### Your assignment
The entire listing below is to be transcribed without a single slip.

### Material for the task
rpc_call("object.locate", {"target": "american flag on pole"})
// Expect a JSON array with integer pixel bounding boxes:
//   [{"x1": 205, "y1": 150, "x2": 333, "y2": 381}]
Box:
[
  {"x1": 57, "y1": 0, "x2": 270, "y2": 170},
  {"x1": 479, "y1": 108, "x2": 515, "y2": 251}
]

### Answer area
rpc_call("object.locate", {"target": "american flag on pole"})
// Expect a JSON array with integer pixel bounding boxes:
//   [{"x1": 205, "y1": 150, "x2": 333, "y2": 381}]
Box:
[
  {"x1": 57, "y1": 0, "x2": 270, "y2": 170},
  {"x1": 479, "y1": 108, "x2": 515, "y2": 251}
]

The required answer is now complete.